**WHAT TO WORK ON**
Give again, word for word, every line in the entries below from the line with "In the photo above, where can the yellow acoustic" up to and including the line with "In the photo above, where can the gray carpet", and no other line.

--- WORKING DATA ---

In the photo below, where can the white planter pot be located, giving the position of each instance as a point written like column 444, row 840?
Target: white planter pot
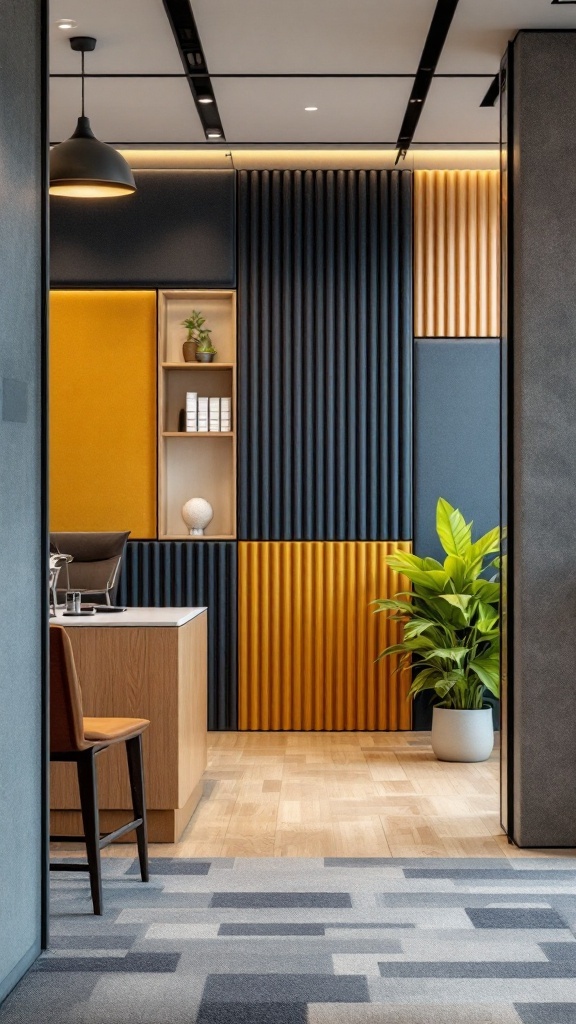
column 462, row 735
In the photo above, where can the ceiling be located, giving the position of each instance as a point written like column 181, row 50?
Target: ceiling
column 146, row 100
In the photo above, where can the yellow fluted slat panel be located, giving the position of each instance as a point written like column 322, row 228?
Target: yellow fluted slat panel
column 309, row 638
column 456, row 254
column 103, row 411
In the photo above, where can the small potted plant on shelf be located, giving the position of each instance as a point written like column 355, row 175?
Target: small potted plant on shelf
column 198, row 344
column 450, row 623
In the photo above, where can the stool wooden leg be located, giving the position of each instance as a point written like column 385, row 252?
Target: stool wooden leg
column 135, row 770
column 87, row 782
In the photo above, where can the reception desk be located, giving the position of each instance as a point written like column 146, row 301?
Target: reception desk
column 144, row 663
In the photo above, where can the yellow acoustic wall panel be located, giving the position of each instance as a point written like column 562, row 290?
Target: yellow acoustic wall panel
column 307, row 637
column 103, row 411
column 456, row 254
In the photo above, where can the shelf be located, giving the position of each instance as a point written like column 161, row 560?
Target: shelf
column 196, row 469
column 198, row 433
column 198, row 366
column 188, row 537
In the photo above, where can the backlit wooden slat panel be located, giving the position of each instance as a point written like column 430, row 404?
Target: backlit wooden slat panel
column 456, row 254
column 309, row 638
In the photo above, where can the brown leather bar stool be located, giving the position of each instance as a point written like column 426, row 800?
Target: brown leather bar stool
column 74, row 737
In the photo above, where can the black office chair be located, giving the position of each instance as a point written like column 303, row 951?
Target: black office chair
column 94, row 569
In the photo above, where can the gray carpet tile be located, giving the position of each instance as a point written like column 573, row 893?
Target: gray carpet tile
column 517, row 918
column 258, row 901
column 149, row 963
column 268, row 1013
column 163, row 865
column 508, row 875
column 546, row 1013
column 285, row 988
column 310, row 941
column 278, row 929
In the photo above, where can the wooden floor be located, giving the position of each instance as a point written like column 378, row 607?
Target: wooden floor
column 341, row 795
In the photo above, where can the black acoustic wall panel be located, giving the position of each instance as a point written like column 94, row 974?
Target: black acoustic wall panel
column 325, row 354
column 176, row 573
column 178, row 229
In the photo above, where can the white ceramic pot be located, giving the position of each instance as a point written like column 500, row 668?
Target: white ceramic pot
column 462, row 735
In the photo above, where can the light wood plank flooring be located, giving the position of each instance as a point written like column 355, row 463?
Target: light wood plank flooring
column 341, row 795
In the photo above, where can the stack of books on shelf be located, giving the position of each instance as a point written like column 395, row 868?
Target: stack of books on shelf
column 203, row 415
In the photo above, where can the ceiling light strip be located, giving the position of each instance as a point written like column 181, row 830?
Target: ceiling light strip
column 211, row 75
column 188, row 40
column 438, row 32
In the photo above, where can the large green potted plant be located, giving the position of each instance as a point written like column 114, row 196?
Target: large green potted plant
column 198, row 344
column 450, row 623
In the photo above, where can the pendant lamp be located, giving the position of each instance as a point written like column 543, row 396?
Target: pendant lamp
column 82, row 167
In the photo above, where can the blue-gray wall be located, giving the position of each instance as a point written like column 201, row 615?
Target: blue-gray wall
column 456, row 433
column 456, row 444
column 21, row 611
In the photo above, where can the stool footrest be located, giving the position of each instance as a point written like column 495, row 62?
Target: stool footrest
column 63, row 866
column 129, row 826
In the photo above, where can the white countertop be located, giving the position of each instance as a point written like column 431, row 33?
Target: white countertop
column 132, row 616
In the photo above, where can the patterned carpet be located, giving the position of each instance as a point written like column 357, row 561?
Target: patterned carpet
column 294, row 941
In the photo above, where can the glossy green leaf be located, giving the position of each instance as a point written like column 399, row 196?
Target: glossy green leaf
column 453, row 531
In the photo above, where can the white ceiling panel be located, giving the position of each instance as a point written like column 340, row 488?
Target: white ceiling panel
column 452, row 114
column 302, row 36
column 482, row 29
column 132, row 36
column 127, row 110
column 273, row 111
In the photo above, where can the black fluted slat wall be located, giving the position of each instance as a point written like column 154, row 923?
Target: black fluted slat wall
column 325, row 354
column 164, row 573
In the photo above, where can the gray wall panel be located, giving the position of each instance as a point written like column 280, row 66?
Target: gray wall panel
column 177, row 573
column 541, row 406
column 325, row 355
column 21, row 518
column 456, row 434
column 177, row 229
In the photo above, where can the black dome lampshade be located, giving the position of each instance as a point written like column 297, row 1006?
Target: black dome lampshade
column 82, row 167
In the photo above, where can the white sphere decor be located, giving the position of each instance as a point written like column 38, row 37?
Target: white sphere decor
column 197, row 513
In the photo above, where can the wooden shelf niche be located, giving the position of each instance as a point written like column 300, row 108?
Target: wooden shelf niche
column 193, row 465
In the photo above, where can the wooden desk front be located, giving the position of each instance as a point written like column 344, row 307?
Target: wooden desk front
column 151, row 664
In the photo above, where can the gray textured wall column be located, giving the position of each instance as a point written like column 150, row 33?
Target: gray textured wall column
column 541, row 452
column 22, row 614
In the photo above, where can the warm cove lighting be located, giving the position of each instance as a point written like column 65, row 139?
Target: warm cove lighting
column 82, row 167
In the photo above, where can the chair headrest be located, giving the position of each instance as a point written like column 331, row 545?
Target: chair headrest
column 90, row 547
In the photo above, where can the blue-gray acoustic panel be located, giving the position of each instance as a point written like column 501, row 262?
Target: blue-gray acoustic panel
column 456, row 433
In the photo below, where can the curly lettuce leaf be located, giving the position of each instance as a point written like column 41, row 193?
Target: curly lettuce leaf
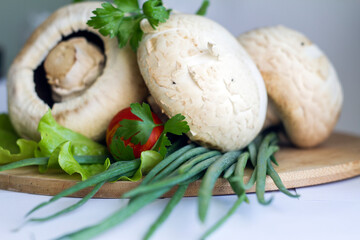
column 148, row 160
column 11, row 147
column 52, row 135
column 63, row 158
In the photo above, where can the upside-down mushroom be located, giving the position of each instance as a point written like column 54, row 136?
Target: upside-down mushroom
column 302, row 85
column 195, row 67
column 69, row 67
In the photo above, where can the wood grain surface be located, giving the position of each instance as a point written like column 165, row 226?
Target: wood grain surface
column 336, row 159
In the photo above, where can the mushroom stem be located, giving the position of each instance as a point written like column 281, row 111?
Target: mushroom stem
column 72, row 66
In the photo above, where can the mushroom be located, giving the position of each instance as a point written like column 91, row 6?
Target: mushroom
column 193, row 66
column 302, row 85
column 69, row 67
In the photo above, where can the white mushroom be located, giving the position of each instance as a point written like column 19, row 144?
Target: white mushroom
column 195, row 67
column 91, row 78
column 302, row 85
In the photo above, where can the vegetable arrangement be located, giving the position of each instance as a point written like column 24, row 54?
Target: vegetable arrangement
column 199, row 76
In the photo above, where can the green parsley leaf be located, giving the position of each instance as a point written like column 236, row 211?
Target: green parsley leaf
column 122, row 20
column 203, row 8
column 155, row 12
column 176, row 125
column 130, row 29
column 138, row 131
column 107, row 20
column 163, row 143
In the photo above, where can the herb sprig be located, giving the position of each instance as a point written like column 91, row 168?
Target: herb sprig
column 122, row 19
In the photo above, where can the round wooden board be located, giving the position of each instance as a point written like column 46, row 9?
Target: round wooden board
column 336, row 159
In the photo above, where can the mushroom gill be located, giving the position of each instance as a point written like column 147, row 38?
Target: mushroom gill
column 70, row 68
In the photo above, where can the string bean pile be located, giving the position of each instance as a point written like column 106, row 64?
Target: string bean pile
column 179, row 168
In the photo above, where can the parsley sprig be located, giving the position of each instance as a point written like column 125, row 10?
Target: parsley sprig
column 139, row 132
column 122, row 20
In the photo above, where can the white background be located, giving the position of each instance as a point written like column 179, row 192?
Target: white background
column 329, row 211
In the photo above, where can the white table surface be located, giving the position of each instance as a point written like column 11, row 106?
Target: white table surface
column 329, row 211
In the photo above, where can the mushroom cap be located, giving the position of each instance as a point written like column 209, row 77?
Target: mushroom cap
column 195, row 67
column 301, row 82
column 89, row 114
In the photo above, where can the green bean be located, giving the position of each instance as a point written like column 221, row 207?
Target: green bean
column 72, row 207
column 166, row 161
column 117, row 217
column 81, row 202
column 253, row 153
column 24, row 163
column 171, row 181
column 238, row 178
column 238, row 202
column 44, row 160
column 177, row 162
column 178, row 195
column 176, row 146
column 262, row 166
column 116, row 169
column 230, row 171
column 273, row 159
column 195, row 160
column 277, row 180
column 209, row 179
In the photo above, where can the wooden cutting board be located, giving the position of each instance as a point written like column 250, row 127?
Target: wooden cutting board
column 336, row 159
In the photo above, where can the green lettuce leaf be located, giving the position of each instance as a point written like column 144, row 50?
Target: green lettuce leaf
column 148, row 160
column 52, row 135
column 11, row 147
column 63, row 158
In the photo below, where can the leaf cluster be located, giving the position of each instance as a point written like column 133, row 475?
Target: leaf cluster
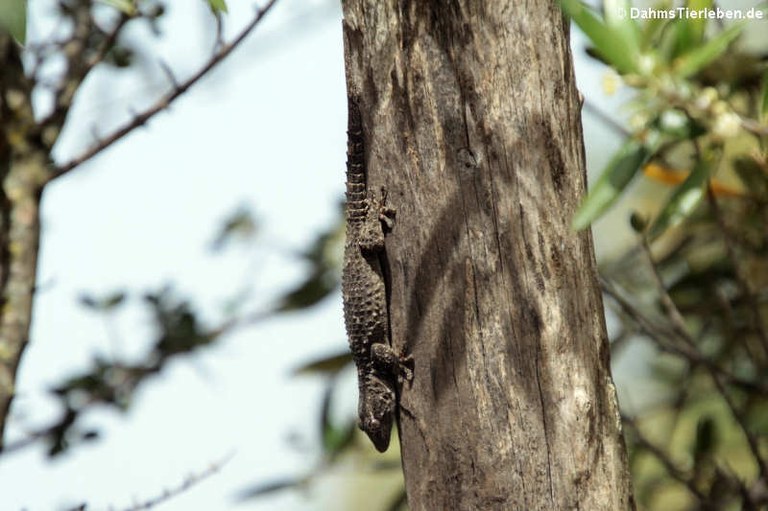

---
--- WORKING DATA ---

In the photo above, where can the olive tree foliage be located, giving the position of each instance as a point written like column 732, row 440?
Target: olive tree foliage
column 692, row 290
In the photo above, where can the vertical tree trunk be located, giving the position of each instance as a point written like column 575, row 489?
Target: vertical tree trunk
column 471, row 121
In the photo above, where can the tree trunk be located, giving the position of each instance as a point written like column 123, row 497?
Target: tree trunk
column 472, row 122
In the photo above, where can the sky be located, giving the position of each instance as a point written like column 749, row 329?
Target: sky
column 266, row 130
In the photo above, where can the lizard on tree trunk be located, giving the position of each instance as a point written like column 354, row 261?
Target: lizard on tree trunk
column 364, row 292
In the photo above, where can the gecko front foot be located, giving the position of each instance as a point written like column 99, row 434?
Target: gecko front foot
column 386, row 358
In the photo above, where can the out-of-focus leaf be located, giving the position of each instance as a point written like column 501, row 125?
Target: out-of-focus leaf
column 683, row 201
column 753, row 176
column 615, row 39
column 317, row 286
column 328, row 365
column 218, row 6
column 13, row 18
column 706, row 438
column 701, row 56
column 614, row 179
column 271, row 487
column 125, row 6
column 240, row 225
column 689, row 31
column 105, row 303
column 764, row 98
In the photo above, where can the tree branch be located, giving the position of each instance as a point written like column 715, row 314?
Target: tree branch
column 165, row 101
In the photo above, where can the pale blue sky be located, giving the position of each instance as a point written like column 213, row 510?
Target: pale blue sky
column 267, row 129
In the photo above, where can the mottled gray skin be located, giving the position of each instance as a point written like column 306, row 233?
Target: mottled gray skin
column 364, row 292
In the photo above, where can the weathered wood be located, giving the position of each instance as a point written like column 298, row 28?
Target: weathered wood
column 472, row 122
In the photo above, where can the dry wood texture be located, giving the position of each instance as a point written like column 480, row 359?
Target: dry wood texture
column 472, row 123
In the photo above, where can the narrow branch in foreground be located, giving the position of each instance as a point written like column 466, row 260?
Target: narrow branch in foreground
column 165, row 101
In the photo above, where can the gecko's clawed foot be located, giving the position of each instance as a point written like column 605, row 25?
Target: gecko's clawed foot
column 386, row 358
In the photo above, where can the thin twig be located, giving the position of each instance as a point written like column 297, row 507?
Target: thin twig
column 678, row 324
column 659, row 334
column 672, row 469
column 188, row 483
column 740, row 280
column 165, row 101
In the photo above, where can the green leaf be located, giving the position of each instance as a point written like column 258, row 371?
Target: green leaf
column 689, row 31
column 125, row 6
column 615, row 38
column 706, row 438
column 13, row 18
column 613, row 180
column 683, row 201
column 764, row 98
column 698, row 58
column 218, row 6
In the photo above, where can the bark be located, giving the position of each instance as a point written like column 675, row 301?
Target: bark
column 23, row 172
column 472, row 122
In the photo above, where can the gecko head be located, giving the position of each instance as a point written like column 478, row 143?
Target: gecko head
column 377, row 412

---

**RESULT OF THIS TASK**
In the photo above, where can the yellow acoustic wall panel be located, giving the position of each instance as a point written like column 562, row 290?
Target: yellow acoustic wall panel
column 307, row 637
column 103, row 411
column 456, row 254
In the photo above, where can the shelf be located, giving the position of each instance as a point written like column 161, row 560?
Target: shelf
column 196, row 469
column 198, row 433
column 198, row 366
column 188, row 537
In the photo above, where can the backlit wooden slat panel be located, giving the position of each instance as a point written like column 430, row 404?
Target: backlit wooden slat panel
column 456, row 254
column 309, row 638
In the photo above, where can the brown leather bar stool be located, giving the position of each instance as a point written like column 426, row 800?
Target: brown leather bar stool
column 74, row 737
In the photo above, where can the black office chair be located, giving the position of each instance as a point written like column 303, row 951?
Target: black office chair
column 94, row 569
In the photo above, where can the gray carpet tile be located, giving the position of each instance as a point written like column 573, row 893?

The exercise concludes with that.